STATED PROBLEM 1:
Write out the passage from the post on financial dreams, starting with "Now my dreams" and going on through "for your life?".
STATED PROBLEM 2:
Do these statements agree with the post on financial dreams? (a) The process it lays out has three steps. (b) The writer's long-term dreams are as clear as the short- and medium-term ones. (c) The writer sees saving and investing as moving toward the dreams. Answer yes or no for each, quoting the words of the post that decide it.

PAGE EXTRACT:
---*---
Getting to Know Your Dreams – A Three Step Process to Discovering Where You Want to Go

Get to know your goals and dreams

Last week we worked our way through the foundation to financial freedom. First we got to know our balance sheet (or net worth), so we know where we stand right now in terms of our finances. Then we recorded our cash flow, so we know how much we have coming in and where it’s going every month. The final aspect to a solid financial foundation is getting to know our dreams – or goals.

Saving and investing because you “should”, or someone told you to, or because it’s something you read about online, isn’t going to bring you closer to your dreams. When you have a solid dream, you’ll understand your “why” and you’ll be able to make a plan to achieve whatever it is you want in life. Wherever you are now is the start-now lets get where you want to go.

There are three simple steps to this process:

  1. Come up with your dreams
  2. Capture them in a way that’s a powerful reminder for you
  3. Come up with a plan to get there


Getting To Know Your Dreams

Right now I’m rock-solid on what my short and medium term financial dreams are. My long-term dreams are a bit more fuzzy but still pretty clear. When I close my eyes I can picture them, and I think about them whenever I buy something. Purchasing things, stuff, or spending more than I need to on services is taking me steps farther away from my dreams. Saving and investing is taking me toward my dreams, steps and leaps closer to where I want to be.

Now my dreams are not your dreams – and that’s fine! The point of this exercise is not to copy someone else, to do what someone else wants to do, or to do something society says you “should” do. The point is to get to know yourself, and to think about what inspires you. What goals and dreams do you have for your life?

When you picture yourself five, ten, twenty years down the road-what do you want to be able to say you have accomplished? Do you want to say that you’re still deeply in debt, with brand new SUV’s, fancy clothes, still working in the cubicle farm, and your kids are off to college with giant shiny new loans? Or do you want to be able to say something else?
---*---
EXTRACTED RECORDS:
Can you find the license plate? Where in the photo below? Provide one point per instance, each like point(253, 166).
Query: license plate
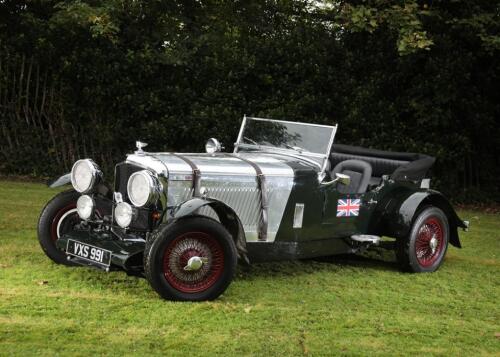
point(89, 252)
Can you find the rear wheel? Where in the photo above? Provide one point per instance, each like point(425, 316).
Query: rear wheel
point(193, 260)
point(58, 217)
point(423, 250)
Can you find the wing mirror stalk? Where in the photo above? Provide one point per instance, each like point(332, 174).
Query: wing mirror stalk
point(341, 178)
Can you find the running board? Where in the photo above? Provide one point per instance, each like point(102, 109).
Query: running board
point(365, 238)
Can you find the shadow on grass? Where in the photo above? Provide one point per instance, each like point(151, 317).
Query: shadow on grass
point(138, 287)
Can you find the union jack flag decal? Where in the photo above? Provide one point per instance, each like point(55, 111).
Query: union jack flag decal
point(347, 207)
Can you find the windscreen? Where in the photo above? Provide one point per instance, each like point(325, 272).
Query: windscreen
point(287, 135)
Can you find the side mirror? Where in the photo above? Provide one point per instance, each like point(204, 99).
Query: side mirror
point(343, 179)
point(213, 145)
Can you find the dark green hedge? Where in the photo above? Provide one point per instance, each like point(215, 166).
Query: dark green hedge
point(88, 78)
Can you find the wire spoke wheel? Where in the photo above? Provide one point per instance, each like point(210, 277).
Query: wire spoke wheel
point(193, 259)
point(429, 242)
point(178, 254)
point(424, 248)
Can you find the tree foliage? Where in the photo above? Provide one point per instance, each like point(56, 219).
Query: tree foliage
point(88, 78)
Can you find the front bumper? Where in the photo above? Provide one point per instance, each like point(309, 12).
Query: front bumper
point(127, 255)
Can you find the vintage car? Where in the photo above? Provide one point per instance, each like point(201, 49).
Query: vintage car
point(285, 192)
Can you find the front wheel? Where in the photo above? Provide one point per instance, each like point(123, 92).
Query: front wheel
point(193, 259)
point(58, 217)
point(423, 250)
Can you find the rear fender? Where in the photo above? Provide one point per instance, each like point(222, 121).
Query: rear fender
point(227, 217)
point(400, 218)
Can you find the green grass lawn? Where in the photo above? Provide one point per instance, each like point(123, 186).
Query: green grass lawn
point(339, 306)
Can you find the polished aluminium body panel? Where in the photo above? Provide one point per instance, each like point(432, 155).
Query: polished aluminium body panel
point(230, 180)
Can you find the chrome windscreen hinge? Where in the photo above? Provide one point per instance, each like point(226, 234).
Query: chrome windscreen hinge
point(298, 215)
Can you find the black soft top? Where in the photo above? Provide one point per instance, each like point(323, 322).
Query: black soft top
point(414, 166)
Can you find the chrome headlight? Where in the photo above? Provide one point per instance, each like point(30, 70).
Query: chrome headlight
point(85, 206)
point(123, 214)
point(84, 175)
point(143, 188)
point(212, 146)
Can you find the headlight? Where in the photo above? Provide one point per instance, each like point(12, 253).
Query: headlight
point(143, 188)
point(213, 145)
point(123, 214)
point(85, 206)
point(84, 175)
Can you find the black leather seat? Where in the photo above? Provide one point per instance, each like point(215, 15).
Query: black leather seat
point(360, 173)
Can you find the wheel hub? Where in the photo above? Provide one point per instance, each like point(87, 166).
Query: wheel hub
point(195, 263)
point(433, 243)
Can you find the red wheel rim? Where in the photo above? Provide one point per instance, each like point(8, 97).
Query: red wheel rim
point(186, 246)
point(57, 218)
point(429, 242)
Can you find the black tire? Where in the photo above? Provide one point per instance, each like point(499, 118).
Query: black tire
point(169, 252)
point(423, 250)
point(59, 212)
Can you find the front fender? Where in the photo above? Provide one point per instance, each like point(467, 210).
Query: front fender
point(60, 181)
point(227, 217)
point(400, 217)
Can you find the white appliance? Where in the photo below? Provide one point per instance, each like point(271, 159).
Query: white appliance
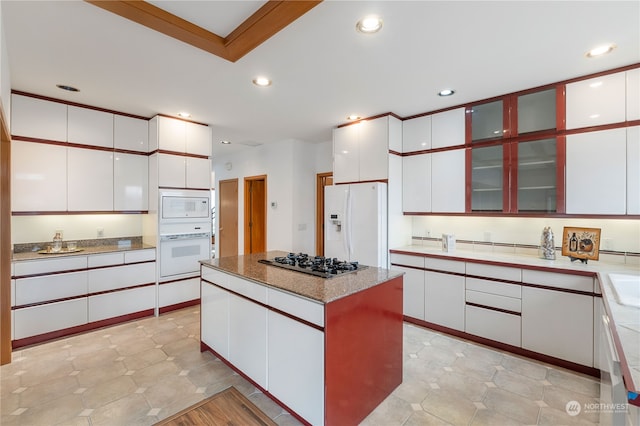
---*---
OUTPUT 1:
Now my dreams are not your dreams – and that’s fine! The point of this exercise is not to copy someone else, to do what someone else wants to do, or to do something society says you “should” do. The point is to get to know yourself, and to think about what inspires you. What goals and dreams do you have for your life?

OUTPUT 2:
(a) Yes: "There are three simple steps to this process"
(b) No: "My long-term dreams are a bit more fuzzy but still pretty clear."
(c) Yes: "Saving and investing is taking me toward my dreams"